=== Begin Enclosure ===

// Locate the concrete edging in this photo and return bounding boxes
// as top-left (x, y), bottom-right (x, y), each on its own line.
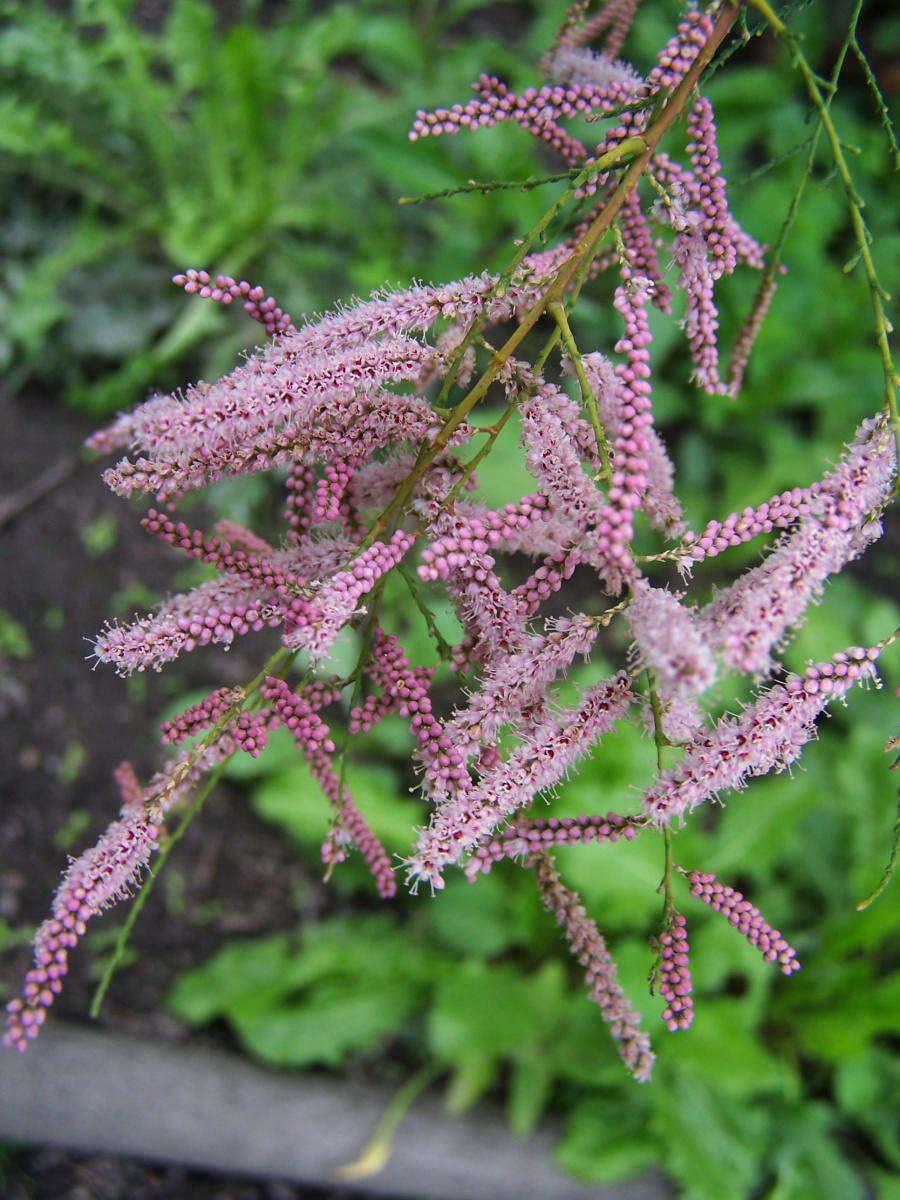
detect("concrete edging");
top-left (0, 1021), bottom-right (670, 1199)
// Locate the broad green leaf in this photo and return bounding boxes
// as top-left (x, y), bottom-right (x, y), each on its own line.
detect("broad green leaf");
top-left (167, 914), bottom-right (443, 1027)
top-left (653, 998), bottom-right (799, 1100)
top-left (789, 970), bottom-right (900, 1059)
top-left (555, 1096), bottom-right (657, 1184)
top-left (166, 934), bottom-right (298, 1024)
top-left (443, 1050), bottom-right (498, 1114)
top-left (552, 999), bottom-right (636, 1086)
top-left (252, 759), bottom-right (422, 856)
top-left (834, 1051), bottom-right (900, 1170)
top-left (871, 1171), bottom-right (900, 1200)
top-left (765, 1102), bottom-right (867, 1200)
top-left (649, 1067), bottom-right (764, 1200)
top-left (231, 979), bottom-right (418, 1068)
top-left (425, 871), bottom-right (528, 957)
top-left (427, 961), bottom-right (566, 1062)
top-left (506, 1050), bottom-right (553, 1137)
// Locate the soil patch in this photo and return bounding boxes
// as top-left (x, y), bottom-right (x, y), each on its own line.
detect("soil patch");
top-left (0, 388), bottom-right (341, 1198)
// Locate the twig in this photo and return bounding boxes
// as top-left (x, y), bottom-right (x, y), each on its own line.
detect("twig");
top-left (855, 784), bottom-right (900, 911)
top-left (748, 0), bottom-right (898, 424)
top-left (365, 1), bottom-right (741, 548)
top-left (398, 170), bottom-right (574, 204)
top-left (0, 454), bottom-right (78, 528)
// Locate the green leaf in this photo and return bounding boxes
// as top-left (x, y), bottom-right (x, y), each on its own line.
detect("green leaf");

=== End Enclosure ===

Work to be completed:
Scan the listing above and copy all lines containing the word "return".

Output for this exercise:
// Locate the concrete edging in this photo and return bounding boxes
// Locate the broad green leaf in this photo and return bounding boxes
// Locate the soil patch in this photo and return bounding boxes
// Locate the twig in this photo and return bounding boxes
// Locate the green leaf in this photo and return bounding boxes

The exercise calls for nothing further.